━━ Source data

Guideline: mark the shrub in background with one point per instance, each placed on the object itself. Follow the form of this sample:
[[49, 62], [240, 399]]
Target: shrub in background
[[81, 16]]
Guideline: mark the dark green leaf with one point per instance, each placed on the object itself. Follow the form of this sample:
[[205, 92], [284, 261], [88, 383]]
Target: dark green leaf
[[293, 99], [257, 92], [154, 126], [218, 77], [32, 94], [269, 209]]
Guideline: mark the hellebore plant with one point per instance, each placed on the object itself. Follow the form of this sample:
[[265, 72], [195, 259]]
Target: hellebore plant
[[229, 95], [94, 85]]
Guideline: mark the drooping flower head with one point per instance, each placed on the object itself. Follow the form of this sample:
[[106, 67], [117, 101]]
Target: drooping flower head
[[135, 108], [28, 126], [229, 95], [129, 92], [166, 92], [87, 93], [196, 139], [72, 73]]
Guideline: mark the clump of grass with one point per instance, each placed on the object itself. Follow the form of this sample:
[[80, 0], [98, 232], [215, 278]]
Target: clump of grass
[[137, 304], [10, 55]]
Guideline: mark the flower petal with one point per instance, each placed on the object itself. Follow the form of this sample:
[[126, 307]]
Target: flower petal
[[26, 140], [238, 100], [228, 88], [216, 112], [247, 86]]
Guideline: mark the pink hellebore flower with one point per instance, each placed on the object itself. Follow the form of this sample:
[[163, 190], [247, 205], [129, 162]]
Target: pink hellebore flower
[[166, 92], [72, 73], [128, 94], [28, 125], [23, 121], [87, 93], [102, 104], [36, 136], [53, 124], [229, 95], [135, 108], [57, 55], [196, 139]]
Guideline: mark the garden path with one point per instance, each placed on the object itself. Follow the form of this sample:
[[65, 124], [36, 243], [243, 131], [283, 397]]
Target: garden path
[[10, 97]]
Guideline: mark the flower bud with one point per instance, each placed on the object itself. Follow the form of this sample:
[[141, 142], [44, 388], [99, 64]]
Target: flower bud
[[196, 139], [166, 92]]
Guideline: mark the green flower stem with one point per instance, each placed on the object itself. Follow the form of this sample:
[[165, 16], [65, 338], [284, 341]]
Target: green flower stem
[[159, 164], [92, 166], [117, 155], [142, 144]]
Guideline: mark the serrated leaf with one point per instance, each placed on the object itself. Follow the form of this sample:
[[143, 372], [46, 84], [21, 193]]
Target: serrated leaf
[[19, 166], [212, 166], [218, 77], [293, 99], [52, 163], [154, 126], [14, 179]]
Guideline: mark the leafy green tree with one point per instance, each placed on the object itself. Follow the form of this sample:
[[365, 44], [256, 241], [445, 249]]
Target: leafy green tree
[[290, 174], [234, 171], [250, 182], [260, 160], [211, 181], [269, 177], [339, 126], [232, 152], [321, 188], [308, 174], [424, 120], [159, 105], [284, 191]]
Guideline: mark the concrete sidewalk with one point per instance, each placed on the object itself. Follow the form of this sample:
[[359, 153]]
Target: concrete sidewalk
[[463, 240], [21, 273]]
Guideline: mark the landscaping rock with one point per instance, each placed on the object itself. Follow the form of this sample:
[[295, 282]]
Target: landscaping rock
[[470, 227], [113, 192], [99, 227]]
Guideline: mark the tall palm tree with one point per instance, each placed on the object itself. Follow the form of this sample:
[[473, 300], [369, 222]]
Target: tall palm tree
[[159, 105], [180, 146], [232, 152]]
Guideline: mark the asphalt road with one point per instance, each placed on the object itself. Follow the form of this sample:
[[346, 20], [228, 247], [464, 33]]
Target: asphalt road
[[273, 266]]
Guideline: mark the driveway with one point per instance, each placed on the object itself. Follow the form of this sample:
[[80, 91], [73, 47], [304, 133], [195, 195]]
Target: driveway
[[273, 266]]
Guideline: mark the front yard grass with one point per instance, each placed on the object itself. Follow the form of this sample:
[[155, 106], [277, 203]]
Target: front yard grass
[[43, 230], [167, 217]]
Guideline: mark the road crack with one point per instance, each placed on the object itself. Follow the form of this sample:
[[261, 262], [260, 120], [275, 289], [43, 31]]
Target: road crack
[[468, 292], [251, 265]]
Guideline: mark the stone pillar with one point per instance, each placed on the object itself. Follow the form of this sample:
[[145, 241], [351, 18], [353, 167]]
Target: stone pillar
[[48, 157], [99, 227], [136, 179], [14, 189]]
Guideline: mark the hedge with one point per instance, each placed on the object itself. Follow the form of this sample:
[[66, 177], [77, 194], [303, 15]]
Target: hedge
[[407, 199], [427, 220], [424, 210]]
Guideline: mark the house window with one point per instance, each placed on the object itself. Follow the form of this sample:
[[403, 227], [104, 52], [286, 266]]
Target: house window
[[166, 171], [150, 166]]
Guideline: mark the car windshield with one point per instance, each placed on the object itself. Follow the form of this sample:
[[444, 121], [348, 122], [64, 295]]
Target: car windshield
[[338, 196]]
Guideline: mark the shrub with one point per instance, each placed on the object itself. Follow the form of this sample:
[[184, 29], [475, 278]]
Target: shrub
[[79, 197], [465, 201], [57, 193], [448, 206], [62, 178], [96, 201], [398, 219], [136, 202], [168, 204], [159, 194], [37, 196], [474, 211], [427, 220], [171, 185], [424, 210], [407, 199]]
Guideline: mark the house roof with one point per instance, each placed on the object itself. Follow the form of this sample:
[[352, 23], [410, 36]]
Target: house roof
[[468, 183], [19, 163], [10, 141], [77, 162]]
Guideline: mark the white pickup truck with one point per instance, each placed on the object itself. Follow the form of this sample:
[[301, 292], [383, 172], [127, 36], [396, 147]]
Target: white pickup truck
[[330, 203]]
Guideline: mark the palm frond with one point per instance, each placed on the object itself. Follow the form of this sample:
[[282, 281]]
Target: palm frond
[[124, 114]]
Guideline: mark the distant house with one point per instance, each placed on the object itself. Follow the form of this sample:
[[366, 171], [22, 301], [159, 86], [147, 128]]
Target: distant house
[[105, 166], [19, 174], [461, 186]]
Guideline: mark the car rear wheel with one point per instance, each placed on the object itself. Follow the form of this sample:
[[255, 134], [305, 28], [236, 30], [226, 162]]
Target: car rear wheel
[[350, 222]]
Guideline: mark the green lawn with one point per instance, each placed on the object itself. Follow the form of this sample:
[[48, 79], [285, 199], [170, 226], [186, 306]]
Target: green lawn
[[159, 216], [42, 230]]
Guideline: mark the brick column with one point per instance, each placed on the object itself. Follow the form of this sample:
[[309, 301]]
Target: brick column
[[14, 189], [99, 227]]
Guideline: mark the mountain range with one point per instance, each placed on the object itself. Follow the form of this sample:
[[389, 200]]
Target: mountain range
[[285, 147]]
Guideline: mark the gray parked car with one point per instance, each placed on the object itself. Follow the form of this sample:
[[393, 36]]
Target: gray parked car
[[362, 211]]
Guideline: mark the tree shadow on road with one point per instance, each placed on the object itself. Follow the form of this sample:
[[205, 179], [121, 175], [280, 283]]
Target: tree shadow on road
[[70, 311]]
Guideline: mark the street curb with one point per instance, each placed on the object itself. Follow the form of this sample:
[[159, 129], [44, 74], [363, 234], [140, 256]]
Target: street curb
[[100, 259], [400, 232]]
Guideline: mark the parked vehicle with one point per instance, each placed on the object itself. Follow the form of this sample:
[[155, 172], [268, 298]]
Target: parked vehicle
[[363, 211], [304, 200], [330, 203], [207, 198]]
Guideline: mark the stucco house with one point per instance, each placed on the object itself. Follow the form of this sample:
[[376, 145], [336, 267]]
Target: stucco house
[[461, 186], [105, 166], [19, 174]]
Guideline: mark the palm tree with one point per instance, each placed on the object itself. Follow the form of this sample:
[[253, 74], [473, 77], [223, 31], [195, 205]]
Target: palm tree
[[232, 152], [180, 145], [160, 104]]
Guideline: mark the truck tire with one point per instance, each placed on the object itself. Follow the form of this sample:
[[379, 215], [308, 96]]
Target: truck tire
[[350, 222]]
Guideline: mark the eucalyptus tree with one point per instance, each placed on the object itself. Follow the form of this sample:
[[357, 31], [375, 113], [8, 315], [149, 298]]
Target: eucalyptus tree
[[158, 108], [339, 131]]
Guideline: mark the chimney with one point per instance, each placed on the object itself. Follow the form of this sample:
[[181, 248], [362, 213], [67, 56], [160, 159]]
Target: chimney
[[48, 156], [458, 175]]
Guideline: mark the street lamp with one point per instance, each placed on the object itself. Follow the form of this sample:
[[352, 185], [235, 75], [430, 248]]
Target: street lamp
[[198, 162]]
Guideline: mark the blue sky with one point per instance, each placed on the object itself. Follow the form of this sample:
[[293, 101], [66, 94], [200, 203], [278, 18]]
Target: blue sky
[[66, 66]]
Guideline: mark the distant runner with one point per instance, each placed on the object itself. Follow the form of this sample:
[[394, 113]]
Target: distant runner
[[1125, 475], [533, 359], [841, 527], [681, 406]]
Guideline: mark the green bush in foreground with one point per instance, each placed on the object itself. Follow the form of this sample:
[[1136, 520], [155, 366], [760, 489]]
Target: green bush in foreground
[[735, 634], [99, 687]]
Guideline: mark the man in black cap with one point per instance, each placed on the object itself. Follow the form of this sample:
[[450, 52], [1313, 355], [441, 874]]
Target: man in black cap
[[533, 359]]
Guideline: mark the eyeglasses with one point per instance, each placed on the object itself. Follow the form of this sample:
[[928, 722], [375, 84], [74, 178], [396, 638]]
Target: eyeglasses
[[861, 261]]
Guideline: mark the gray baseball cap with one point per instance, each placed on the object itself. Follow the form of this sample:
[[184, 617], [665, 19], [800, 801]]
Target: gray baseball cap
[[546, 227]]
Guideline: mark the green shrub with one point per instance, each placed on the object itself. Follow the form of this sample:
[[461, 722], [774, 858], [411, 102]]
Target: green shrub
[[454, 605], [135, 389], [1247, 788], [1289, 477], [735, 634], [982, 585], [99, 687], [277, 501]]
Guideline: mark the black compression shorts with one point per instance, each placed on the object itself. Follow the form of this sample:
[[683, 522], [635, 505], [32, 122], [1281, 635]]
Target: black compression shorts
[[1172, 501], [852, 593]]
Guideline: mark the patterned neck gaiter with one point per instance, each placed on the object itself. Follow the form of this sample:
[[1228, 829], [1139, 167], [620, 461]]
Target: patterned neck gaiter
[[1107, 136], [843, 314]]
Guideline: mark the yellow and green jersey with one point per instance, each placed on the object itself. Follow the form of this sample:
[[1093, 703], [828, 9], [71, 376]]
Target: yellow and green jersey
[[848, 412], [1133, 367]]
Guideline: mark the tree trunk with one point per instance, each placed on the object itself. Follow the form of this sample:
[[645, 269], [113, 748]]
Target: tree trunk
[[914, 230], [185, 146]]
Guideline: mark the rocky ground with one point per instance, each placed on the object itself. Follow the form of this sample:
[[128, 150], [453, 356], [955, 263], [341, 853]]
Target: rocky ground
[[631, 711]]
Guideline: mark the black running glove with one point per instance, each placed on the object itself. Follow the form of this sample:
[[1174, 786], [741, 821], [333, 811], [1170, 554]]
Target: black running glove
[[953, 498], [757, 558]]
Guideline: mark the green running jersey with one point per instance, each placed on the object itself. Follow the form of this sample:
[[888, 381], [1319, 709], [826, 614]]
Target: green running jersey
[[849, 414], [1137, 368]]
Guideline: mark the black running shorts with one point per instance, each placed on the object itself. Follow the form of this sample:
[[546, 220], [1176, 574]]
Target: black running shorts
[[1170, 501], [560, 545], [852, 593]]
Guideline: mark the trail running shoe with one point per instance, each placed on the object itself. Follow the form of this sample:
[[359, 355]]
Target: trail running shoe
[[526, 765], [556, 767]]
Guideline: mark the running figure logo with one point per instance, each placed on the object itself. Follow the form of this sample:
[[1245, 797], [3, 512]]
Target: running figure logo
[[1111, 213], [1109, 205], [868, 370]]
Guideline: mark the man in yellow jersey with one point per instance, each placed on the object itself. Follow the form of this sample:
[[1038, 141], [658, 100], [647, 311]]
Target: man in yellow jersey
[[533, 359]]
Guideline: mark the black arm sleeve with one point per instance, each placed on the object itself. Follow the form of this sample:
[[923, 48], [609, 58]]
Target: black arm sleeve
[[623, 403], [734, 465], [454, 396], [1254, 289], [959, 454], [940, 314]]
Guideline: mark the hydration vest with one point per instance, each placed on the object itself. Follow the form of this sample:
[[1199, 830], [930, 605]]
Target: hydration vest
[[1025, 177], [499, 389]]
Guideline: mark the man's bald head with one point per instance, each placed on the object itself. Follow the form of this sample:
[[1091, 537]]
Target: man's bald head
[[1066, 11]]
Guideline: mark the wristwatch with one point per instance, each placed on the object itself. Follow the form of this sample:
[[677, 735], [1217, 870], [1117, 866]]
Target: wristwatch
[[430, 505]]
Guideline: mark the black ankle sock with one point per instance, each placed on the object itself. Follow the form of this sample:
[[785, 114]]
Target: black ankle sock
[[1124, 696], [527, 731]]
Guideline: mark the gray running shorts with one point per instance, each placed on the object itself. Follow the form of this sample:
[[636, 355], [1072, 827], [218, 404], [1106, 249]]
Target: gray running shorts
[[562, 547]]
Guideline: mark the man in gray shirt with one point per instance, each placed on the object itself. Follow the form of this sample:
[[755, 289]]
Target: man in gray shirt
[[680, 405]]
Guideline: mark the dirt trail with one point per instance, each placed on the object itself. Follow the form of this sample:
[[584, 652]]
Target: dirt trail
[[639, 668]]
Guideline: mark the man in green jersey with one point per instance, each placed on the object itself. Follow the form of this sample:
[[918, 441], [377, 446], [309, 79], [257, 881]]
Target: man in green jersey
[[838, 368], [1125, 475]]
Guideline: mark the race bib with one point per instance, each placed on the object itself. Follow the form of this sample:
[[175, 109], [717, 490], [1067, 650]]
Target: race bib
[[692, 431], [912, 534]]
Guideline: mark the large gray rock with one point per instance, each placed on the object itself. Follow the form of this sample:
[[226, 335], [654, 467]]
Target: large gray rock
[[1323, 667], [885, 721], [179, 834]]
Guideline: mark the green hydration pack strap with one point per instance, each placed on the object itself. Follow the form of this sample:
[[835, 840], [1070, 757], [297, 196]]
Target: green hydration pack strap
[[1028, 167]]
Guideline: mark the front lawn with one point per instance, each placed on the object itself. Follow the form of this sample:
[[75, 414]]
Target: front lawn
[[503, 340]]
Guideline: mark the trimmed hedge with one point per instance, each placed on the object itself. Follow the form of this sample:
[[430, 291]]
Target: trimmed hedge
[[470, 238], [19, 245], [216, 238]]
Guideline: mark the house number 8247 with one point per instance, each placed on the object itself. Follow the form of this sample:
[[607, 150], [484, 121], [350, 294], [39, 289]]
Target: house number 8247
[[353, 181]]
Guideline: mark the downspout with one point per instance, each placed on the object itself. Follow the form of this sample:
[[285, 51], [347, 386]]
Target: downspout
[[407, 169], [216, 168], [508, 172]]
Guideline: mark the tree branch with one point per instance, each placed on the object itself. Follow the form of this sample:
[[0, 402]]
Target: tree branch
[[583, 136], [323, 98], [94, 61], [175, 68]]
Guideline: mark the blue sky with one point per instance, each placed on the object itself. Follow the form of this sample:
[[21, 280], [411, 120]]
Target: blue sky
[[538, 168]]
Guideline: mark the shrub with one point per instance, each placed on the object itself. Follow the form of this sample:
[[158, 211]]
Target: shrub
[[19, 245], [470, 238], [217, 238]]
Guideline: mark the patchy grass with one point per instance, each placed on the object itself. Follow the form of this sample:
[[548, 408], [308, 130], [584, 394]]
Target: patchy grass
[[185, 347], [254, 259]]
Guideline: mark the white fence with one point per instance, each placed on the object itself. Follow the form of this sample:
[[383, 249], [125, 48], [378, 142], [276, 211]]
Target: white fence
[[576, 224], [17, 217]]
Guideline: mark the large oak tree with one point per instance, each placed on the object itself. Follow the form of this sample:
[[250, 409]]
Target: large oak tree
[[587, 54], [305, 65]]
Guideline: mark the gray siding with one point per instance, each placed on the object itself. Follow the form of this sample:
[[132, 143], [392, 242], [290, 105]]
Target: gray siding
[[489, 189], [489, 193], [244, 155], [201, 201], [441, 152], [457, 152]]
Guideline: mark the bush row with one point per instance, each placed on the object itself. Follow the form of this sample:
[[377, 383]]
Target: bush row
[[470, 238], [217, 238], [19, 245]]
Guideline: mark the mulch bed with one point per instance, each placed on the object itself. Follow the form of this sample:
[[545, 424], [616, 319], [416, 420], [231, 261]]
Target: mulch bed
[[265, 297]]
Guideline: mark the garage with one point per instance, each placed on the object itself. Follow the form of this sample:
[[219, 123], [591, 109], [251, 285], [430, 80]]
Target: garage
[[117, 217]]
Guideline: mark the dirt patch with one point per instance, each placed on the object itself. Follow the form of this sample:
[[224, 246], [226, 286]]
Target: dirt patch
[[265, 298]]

━━━━

Change every "jersey" to "shirt" in the records from the line containing "Guideline: mark the rocky" down through the line containing "454], [940, 314]]", and give those lines back with nothing else altered.

Output:
Guideline: mark the rocky ground with one point per instance, each placed on the object itself. Follow the form of this sample:
[[128, 150], [453, 356], [955, 263], [341, 853]]
Target: rocky ground
[[631, 711]]
Guideline: mark the black running glove with one point per instance, each placed on the object itself. Follow the form of this sample:
[[1174, 786], [741, 821], [333, 811], [1170, 554]]
Target: black running glove
[[953, 498], [757, 558]]
Guideline: mark the green running shirt with one point per instance, each placed on the object itself. Follow the form of this sample:
[[888, 381], [1319, 709], [826, 614]]
Target: green running shirt
[[849, 414], [1137, 368]]
Guideline: mark the black running shorts with one point per instance, each placed on the object itself. Follow the form of this sample:
[[546, 220], [1176, 574]]
Target: black running shorts
[[1170, 501], [560, 545], [852, 593]]
Guideline: mark the trail running shoe with one point per instance, each placed on the object itself. Follow the form of this sample:
[[359, 355]]
Target: trail running shoe
[[526, 765], [556, 767]]
Guideline: mark the running figure logo with one point per instance, each placed on the object itself. Follow the form of this sample:
[[1245, 797], [3, 512]]
Target: running figure logo
[[1111, 213], [1109, 205], [868, 370]]
Guideline: mark the man in yellow shirt with one point per instance, each placed on the object itself. Follow the form of this sample:
[[1038, 141], [658, 100], [647, 311]]
Target: man in yellow shirt
[[533, 359]]
Guideline: mark the black arm sleeve with one point per instance, each placed on the object itself. Follow the form of this sample:
[[923, 48], [609, 58]]
Target: black arm sleeve
[[623, 403], [734, 465], [454, 396], [1254, 289], [959, 454], [940, 314]]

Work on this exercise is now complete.